--- WHAT TO WORK ON ---
Reproduce the data below in full, substituting "Usage note" for every occurrence of "README" and changing nothing else.

--- RECORDS FOR THE EXERCISE ---
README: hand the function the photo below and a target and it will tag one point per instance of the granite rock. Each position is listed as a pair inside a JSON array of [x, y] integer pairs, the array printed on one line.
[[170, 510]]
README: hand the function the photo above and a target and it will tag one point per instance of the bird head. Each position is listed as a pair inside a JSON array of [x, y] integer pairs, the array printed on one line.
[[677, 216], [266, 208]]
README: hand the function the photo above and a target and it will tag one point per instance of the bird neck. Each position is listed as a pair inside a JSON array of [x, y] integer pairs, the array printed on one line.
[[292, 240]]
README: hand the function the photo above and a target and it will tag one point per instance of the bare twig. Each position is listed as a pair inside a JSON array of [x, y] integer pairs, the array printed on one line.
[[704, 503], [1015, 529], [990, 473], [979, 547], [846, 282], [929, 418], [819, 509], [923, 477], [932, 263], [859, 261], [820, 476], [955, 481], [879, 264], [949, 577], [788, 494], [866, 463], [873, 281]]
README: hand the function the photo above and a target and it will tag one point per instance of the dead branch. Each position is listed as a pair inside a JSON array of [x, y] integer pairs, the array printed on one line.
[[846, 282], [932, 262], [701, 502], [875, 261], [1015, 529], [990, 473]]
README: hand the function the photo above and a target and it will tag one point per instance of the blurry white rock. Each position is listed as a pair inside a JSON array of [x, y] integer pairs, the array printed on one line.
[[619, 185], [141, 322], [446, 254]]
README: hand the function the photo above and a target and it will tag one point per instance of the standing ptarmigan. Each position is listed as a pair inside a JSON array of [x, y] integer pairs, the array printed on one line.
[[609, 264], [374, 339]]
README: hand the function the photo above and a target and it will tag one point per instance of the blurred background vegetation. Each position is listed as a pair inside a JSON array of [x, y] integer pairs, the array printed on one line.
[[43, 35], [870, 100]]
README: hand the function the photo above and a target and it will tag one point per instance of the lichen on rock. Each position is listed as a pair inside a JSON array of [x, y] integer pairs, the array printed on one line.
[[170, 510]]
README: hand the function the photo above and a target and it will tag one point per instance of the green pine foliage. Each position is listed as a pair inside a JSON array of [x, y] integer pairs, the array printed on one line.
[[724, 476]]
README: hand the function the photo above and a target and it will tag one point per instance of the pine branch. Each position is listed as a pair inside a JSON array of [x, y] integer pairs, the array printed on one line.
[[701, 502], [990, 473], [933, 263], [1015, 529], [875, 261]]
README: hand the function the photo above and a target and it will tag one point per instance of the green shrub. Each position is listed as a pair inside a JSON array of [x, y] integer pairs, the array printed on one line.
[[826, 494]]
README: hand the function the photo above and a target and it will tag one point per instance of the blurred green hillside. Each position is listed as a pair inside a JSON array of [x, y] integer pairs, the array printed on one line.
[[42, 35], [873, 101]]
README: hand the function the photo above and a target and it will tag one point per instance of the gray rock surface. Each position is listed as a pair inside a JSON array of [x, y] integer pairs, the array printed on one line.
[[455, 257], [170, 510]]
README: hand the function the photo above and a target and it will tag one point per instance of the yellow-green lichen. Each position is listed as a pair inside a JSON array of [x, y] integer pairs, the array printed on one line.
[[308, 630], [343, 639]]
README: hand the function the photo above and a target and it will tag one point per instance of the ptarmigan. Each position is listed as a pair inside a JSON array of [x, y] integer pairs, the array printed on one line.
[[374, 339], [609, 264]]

--- EXERCISE RESULT ---
Usage note: hand the function the photo below and a target and it will tag one point per instance of the granite rock. Each position is listed as a pair inside a JSON array of [x, y] integer pairs, the array printed on one line.
[[170, 510]]
Usage note: hand the function the photo above and a target and it will tag one point per instance of the bird head. Each position is listed as a pair inside a JSON array of [x, y] integer pairs, the array printed on one line.
[[677, 216], [266, 208]]
Usage note: hand the function the photo above and a target and it will tag one point per instance of the bird neck. Each position is listed as a pair inside a JSON array of [x, y] integer pairs, the array printed on one line.
[[292, 240]]
Usage note: hand the function the photo above and a target and it will tag one point per instance of the bare twig. Each position is listed as a pair inside a JSON array of [x, y] integer pairs, the array printed on one line.
[[704, 503], [1015, 529], [990, 473], [979, 547], [846, 282], [929, 418], [819, 509], [923, 477], [932, 263], [859, 261], [820, 476], [955, 481], [879, 264], [949, 577], [788, 494], [866, 463], [873, 281]]
Usage note: hand the function the photo above and a target and it will tag one point per instance of the dead branch. Each position is listed as a pair inside a JSON array of [x, y] integer pairs, the array printed on one line.
[[846, 282], [932, 262], [701, 502], [875, 261], [1015, 529], [990, 473]]
Usage note: hand the function the photo above and a target and it will tag one point per instance of the blurry white rock. Each position is listed as a pair inside a JSON array of [x, y] integer pairs, the array printed on one line.
[[619, 185], [141, 322], [446, 254]]
Usage note: hand the function the photo above and a target and it will tag one point per instance of the standing ptarmigan. Each position is listed as a pair inside a JSON array of [x, y] integer pairs, the array printed on one line.
[[609, 264], [374, 339]]
Usage note: hand the function the photo above and a target and it will tag one point per instance of the blurred background vegetation. Each position is listed as a pair inside a JSON array of [x, y] integer pairs, the array printed on one line.
[[43, 35], [870, 100]]
Usage note: hand the function the photo above and a target and it will tag one point per instance of the lichen on rock. Each position is listed as a pair inside a JSON array of [x, y] integer pairs, the array printed on one line.
[[170, 510]]
Usage note: hand the function the photo above and a target and it will tag one point per instance of the green pine foliage. Each position is listed as a pair inside a JSON array of [x, y] integer pairs, the array printed on one line.
[[724, 476]]
Usage note: hand the function the photo above and a target and it will tag one point per instance of the pine branch. Each position is listed as a pair inside a JSON array of [x, y] integer pairs, the array printed on one line.
[[701, 502], [990, 473], [933, 263], [1015, 529], [875, 261]]
Usage note: hand the function the photo above and a target and it will tag one point per instance of the green shrub. Each position is listed as a pair inside a JSON array of [x, y] integer pairs, the array printed on one line.
[[826, 494]]
Usage note: hand the function the photo above and a target and it will tag one point per instance of the blurred green hillside. Each position is listed as a pair inside a JSON array of [x, y] integer pairs, the array printed on one line.
[[42, 35], [873, 101]]
Usage note: hand the function the photo above and a target and it will tag one point per instance of the gray rock surface. Each position is listed as a pair inside a JSON array of [x, y] integer pairs, the array printed on one line.
[[455, 257], [170, 510]]
Usage note: hand the function the photo above and a target and it will tag one point per instance of the yellow-green lichen. Each position is listed as a pair inside a JSON array of [x, y] integer pairs, the array printed on one line.
[[308, 630], [343, 639]]
Usage note: hand the function the photo above and a target and it will tag one point per instance of the ptarmigan. Each position is listed as a pair inside a JSON array of [x, y] integer pairs, the array printed on one line.
[[374, 339], [609, 264]]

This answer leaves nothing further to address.